→ Short exercise
Copy every line of the listing below word for word, leaving out the pictures.
|---|
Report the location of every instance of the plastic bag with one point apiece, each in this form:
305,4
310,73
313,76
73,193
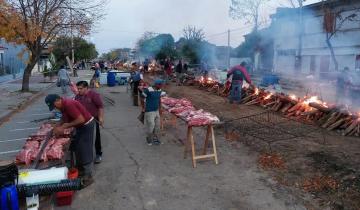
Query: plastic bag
|---|
→ Task answer
Report the location of every instance of the plastic bag with one point apiece, each in this form:
305,4
310,73
313,76
73,193
Query: plastic bag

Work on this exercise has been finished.